By William Lindley, Guest Commentator; June 16, 2022
Key points:
• Convenience of use is more important than train speed for passengers.
• Arrival and departure times play a major role in choosing train travel.
• Frequency of operation is critical to attract passengers.
• Terminal to terminal is inefficient; intermediate station stops increase utility and ridership
• For train operators, efficient equipment utilization dictates schedules and passenger convenience.
Convenience is more important than speed
There are some people ‒ including those declaring themselves experts on the subject ‒ who believe and preach passengers will not be attracted to passenger trains unless the trains have competitive travel times with private automobiles.
They are not correct. Here is the reality of the subject.
There has been much written about train speeds and how much that affects whether travelers will select a train trip over driving, but less on the real key question of convenience for the traveler.
Private car travel is the ultimate choice for complete convenience, assuming one is willing and able to use an automobile; passengers/drivers come and go at will and do not follow any set schedule. That is the big competition for trains in markets of under 500 miles, not the exact travel time.
Regardless of how fast a train is, if the departure and arrival times are inconvenient, people will not use it. The same is true for a bus, ship, or jet airplane. This is demonstrated in Europe daily with the high utility of overnight sleeper trains. The trains do not travel particularly fast but leave their departing terminal at a desirable hour and arrive the next morning at the arriving terminal again at a desirable time. Between terminals, passengers receive a comfortable night’s sleep in a real bed with suitable amenities.

....

:: Problem 1 ::
Lay out the rows as a JSON list of strings, one string per line and no blank lines, starting at the first line of the rows and ending at the line that contains "M 463 41 L 451".

....

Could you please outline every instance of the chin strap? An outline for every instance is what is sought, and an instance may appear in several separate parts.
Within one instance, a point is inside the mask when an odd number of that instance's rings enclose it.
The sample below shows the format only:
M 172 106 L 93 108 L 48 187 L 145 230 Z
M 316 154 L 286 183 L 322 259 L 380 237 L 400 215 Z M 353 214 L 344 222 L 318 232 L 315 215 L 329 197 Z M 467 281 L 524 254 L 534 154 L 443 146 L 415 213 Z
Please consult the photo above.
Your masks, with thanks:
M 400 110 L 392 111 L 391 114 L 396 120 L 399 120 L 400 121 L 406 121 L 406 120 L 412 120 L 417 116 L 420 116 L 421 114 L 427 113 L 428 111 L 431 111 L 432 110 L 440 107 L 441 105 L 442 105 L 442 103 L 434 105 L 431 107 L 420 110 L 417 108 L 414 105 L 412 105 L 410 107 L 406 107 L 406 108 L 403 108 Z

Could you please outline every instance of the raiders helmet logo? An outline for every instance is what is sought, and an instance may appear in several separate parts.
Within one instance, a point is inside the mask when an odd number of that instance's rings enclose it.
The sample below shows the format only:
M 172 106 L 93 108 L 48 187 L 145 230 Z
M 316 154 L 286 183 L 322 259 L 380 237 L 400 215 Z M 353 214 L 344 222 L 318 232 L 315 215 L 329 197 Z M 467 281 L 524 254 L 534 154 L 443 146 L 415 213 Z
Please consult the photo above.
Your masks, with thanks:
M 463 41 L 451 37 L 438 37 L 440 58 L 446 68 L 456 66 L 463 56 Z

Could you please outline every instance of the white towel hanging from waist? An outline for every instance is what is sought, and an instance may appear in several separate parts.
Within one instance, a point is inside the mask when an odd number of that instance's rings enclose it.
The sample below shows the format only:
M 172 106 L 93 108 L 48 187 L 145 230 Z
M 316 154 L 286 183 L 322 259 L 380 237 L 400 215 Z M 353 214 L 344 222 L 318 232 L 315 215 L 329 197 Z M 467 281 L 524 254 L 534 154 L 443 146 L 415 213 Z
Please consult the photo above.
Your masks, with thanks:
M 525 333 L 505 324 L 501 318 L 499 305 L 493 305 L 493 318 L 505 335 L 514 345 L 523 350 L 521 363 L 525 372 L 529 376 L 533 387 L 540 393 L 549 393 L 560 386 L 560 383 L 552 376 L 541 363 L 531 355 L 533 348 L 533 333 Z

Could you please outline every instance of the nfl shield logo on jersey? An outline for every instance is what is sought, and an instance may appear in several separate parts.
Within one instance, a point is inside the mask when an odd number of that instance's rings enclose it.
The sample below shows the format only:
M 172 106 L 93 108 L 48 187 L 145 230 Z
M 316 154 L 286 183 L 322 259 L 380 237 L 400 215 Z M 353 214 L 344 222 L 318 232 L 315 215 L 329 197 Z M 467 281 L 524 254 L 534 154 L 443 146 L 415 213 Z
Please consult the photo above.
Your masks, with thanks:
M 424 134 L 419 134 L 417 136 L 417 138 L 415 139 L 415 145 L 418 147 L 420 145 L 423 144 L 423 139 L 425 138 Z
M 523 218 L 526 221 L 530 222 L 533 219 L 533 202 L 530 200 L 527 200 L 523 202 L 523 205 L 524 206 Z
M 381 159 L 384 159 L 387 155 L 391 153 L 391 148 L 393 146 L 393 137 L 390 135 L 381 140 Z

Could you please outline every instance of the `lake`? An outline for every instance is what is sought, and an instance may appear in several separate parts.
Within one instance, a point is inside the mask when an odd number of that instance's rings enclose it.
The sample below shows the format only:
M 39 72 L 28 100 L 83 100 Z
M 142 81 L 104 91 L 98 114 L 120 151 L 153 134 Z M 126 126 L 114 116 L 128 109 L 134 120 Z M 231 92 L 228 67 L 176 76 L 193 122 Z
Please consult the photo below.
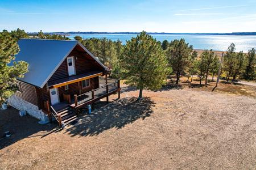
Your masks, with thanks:
M 126 41 L 129 40 L 137 35 L 132 34 L 73 34 L 67 37 L 73 39 L 75 36 L 80 36 L 83 39 L 91 37 L 102 38 L 106 37 L 113 41 L 119 39 L 123 44 Z M 243 50 L 247 52 L 251 48 L 256 48 L 256 36 L 229 36 L 229 35 L 166 35 L 157 34 L 151 35 L 159 41 L 167 40 L 171 41 L 175 39 L 184 39 L 189 44 L 197 49 L 210 49 L 214 50 L 225 51 L 230 43 L 236 44 L 236 51 Z

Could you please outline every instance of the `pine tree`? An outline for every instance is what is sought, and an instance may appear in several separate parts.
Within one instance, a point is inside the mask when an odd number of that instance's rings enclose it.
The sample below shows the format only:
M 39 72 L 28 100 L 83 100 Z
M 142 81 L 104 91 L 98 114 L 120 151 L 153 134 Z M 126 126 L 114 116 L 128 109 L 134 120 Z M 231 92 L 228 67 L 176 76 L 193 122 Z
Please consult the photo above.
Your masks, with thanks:
M 75 36 L 74 39 L 77 41 L 79 41 L 79 42 L 82 42 L 82 38 L 80 36 Z
M 162 42 L 162 48 L 163 48 L 163 49 L 164 50 L 167 50 L 168 46 L 169 45 L 169 42 L 168 42 L 167 40 L 164 40 L 163 41 L 163 42 Z
M 207 78 L 208 76 L 209 71 L 214 64 L 214 58 L 217 58 L 217 56 L 213 52 L 212 49 L 209 51 L 205 50 L 203 52 L 202 55 L 204 55 L 204 60 L 205 65 L 205 84 L 207 84 Z
M 28 63 L 14 61 L 19 48 L 16 39 L 13 38 L 7 31 L 0 33 L 0 103 L 11 96 L 16 90 L 16 78 L 22 78 L 28 71 Z M 10 63 L 13 62 L 13 63 Z
M 242 70 L 244 70 L 245 63 L 245 56 L 243 53 L 243 51 L 241 51 L 238 53 L 236 53 L 234 66 L 233 67 L 233 70 L 232 71 L 233 82 L 234 82 L 237 75 L 240 75 Z
M 245 79 L 246 80 L 254 80 L 256 76 L 256 56 L 255 49 L 253 48 L 251 50 L 248 51 L 246 59 L 247 61 L 245 73 Z
M 144 31 L 127 41 L 122 66 L 126 83 L 139 89 L 139 98 L 143 89 L 160 88 L 171 71 L 160 44 Z
M 216 75 L 218 71 L 218 67 L 220 65 L 220 61 L 217 56 L 214 57 L 213 62 L 213 64 L 212 65 L 212 67 L 210 68 L 209 72 L 212 74 L 212 81 L 213 81 L 214 75 Z
M 176 83 L 179 83 L 180 75 L 185 72 L 189 65 L 193 46 L 186 43 L 185 40 L 175 40 L 172 41 L 166 51 L 169 63 L 176 73 Z
M 232 43 L 226 52 L 226 54 L 223 57 L 224 70 L 225 71 L 227 78 L 227 82 L 229 80 L 230 75 L 232 74 L 234 66 L 236 61 L 236 46 Z
M 205 52 L 203 52 L 200 56 L 200 58 L 196 61 L 196 67 L 197 70 L 197 75 L 200 79 L 200 85 L 202 83 L 202 79 L 205 75 L 206 70 Z
M 195 50 L 193 51 L 191 56 L 189 57 L 189 65 L 187 69 L 187 76 L 188 76 L 188 82 L 189 80 L 189 77 L 191 76 L 191 82 L 193 80 L 193 75 L 196 74 L 196 68 L 195 66 L 195 60 L 197 58 L 197 52 Z
M 20 39 L 29 39 L 30 36 L 23 29 L 17 28 L 16 30 L 11 31 L 10 35 L 12 37 L 19 40 Z

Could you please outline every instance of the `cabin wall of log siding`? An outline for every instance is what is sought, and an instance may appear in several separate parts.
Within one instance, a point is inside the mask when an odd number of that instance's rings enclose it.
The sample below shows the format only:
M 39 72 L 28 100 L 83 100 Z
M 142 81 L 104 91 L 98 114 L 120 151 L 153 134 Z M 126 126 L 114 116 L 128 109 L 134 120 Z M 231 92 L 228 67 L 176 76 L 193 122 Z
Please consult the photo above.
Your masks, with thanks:
M 21 92 L 16 91 L 14 95 L 36 106 L 38 106 L 38 99 L 35 86 L 22 81 L 16 81 L 19 83 Z

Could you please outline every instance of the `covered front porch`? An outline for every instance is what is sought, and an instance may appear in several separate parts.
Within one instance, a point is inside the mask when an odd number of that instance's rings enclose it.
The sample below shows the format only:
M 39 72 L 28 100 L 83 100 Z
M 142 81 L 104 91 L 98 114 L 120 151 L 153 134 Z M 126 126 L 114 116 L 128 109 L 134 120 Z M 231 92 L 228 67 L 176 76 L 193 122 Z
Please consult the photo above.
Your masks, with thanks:
M 92 78 L 92 75 L 88 75 L 88 77 Z M 59 95 L 59 102 L 52 104 L 51 101 L 49 100 L 44 101 L 44 109 L 46 111 L 51 112 L 51 107 L 57 113 L 69 108 L 75 109 L 90 104 L 104 97 L 106 98 L 107 102 L 108 102 L 109 96 L 117 92 L 118 93 L 118 98 L 119 98 L 121 88 L 120 82 L 118 80 L 108 78 L 106 76 L 98 76 L 97 85 L 91 86 L 87 89 L 81 88 L 81 82 L 73 83 L 72 81 L 70 81 L 70 84 L 67 84 L 67 82 L 60 83 L 60 81 L 59 81 L 57 82 L 59 84 L 52 85 L 52 87 L 58 88 L 57 92 Z M 63 89 L 65 88 L 65 86 L 74 84 L 74 83 L 77 83 L 76 86 L 77 87 L 75 87 L 74 85 L 70 86 L 69 88 L 73 88 L 73 89 L 63 91 Z M 93 82 L 90 83 L 92 84 Z M 60 86 L 57 84 L 60 84 L 65 85 L 57 87 L 57 86 Z

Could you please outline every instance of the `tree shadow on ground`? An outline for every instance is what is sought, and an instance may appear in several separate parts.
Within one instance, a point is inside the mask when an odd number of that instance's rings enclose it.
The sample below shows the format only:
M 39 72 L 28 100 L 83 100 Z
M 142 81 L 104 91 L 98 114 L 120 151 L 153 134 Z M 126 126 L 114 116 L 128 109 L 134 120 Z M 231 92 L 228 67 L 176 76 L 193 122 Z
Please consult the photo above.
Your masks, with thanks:
M 130 92 L 130 91 L 137 91 L 137 89 L 136 88 L 136 87 L 134 87 L 134 86 L 126 86 L 126 87 L 122 87 L 122 92 Z
M 174 84 L 172 82 L 168 82 L 165 85 L 163 85 L 162 88 L 155 91 L 168 91 L 171 90 L 181 90 L 183 89 L 184 86 L 182 84 Z
M 188 87 L 189 88 L 201 88 L 201 87 L 207 87 L 207 86 L 209 86 L 209 84 L 208 85 L 205 85 L 204 84 L 195 84 L 195 83 L 189 83 L 188 84 Z
M 24 138 L 43 138 L 59 130 L 57 124 L 40 125 L 38 121 L 28 115 L 20 117 L 19 110 L 13 107 L 0 111 L 0 149 Z M 5 137 L 6 131 L 10 131 L 11 137 Z
M 244 84 L 240 84 L 240 83 L 239 83 L 239 82 L 228 82 L 226 80 L 220 81 L 220 83 L 222 84 L 233 84 L 233 85 L 235 85 L 235 86 L 240 85 L 240 86 L 244 86 Z
M 68 127 L 65 133 L 71 136 L 93 136 L 112 128 L 119 129 L 150 116 L 154 104 L 149 97 L 123 98 L 82 116 L 76 124 Z

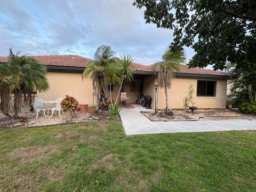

....

:: Problem 2 ::
Answer these from the commentary on train travel:
(a) According to the key points, what is inefficient, and what increases utility and ridership?
(b) Private car travel is called the big competition for trains in markets under what distance?
(c) Where are overnight sleeper trains said to show high utility daily?

:: Final answer 1 ::
[
  "Could you please outline every instance of the chin strap? An outline for every instance is what is sought, and an instance may appear in several separate parts.",
  "Within one instance, a point is inside the mask when an odd number of that instance's rings enclose it.",
  "The sample below shows the format only:",
  "M 172 106 L 93 108 L 48 187 L 145 230 Z",
  "M 316 154 L 286 183 L 322 259 L 380 237 L 400 215 Z M 353 214 L 344 222 L 318 232 L 315 215 L 329 197 Z M 467 281 L 524 254 L 534 154 L 443 146 L 415 213 Z",
  "Please consult the photo above.",
  "Your masks, with thanks:",
  "M 400 110 L 392 111 L 391 114 L 396 120 L 399 120 L 400 121 L 406 121 L 406 120 L 412 120 L 417 116 L 420 116 L 421 114 L 427 113 L 428 111 L 431 111 L 432 110 L 440 107 L 441 105 L 442 105 L 442 103 L 434 105 L 431 107 L 420 110 L 417 108 L 414 105 L 412 105 L 410 107 L 406 107 L 406 108 L 403 108 Z",
  "Could you please outline every instance of the raiders helmet logo? An outline for every instance is what is sought, and an instance may appear in several separate parts.",
  "Within one instance, a point is inside the mask when an odd number of that instance's rings enclose it.",
  "The sample below shows the format only:",
  "M 172 106 L 93 108 L 48 187 L 145 230 Z",
  "M 316 154 L 286 183 L 322 259 L 380 237 L 400 215 Z M 353 214 L 344 222 L 318 232 L 315 215 L 329 197 Z M 467 281 L 524 254 L 534 154 L 443 146 L 415 213 Z",
  "Please consult the photo above.",
  "Your masks, with thanks:",
  "M 463 41 L 451 37 L 438 37 L 440 58 L 446 68 L 456 66 L 463 56 Z"
]

:: Final answer 2 ::
(a) Terminal-to-terminal service is inefficient, and intermediate station stops increase utility and ridership.
(b) Under 500 miles.
(c) In Europe.